[[ EXERCISE MATERIALS open ]]
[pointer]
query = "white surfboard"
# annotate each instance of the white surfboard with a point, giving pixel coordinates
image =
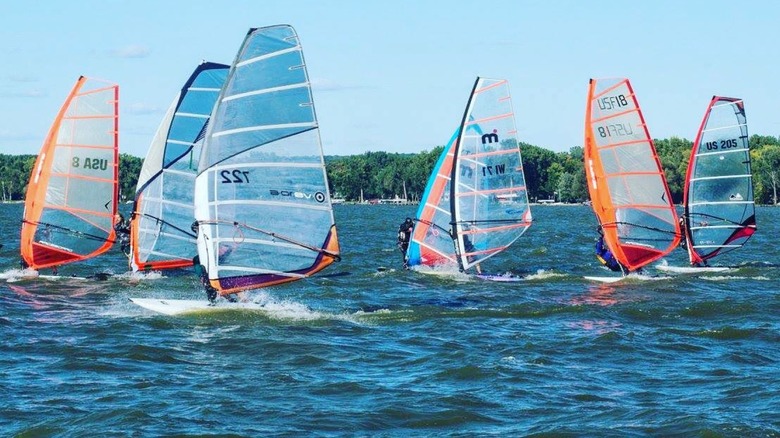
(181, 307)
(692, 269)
[[ EXERCISE MATERIALS closed ]]
[[ EXERCISE MATERIALS open ]]
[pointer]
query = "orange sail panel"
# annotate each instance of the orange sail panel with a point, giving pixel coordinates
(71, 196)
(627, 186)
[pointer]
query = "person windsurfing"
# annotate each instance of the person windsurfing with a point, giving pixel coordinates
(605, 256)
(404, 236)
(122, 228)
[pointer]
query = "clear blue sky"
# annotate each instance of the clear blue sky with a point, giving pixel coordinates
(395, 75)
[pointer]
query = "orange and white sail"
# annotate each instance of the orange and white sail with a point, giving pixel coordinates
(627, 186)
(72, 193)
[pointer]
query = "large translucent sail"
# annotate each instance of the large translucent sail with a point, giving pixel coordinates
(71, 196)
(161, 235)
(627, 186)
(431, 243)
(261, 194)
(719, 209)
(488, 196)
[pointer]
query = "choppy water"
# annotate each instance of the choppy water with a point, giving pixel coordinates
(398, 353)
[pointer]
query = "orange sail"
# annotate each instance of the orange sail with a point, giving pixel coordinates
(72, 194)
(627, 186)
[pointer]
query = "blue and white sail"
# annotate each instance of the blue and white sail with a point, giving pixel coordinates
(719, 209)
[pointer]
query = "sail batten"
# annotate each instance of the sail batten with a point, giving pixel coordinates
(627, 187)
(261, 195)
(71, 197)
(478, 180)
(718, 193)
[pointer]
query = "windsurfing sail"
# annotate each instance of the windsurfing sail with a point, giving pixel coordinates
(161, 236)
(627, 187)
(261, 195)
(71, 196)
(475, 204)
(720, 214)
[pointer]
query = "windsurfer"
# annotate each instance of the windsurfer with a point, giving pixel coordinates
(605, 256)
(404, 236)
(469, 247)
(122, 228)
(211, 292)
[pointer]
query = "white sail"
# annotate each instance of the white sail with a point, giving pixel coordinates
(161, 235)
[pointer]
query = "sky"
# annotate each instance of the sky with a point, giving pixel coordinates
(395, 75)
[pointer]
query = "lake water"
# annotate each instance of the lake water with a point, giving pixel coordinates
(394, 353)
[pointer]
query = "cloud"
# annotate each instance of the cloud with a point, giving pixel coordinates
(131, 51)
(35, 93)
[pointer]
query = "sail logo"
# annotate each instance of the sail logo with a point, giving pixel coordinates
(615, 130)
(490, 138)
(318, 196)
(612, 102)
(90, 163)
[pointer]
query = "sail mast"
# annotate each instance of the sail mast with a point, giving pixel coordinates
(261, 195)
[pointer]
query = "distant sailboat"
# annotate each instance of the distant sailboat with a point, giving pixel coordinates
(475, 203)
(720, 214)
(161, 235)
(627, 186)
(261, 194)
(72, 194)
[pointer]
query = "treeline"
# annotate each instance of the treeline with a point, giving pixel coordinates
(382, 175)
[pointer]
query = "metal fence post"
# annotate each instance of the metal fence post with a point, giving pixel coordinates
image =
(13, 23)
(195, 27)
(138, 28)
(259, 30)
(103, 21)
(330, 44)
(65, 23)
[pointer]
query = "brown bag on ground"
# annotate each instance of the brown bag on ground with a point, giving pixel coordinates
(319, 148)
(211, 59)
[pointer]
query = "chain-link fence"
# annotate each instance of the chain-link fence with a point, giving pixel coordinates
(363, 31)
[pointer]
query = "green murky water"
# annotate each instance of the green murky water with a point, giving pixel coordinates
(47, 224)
[[ EXERCISE MATERIALS closed ]]
[[ EXERCISE MATERIALS open ]]
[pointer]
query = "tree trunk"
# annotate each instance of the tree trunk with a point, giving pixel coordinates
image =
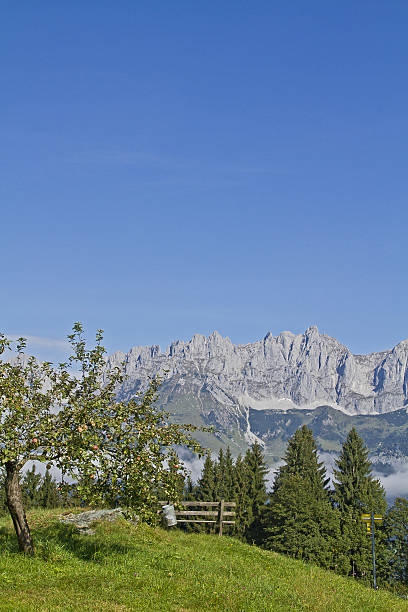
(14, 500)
[[ EXERCISE MATERIALS closed ]]
WHAT THE TASK ASKS:
Go through the material and select each line with the string "metal" in it.

RESPONSE BOX:
query = "metal fence post"
# annotate each instance of the metal fence post with a point, giving pixel coordinates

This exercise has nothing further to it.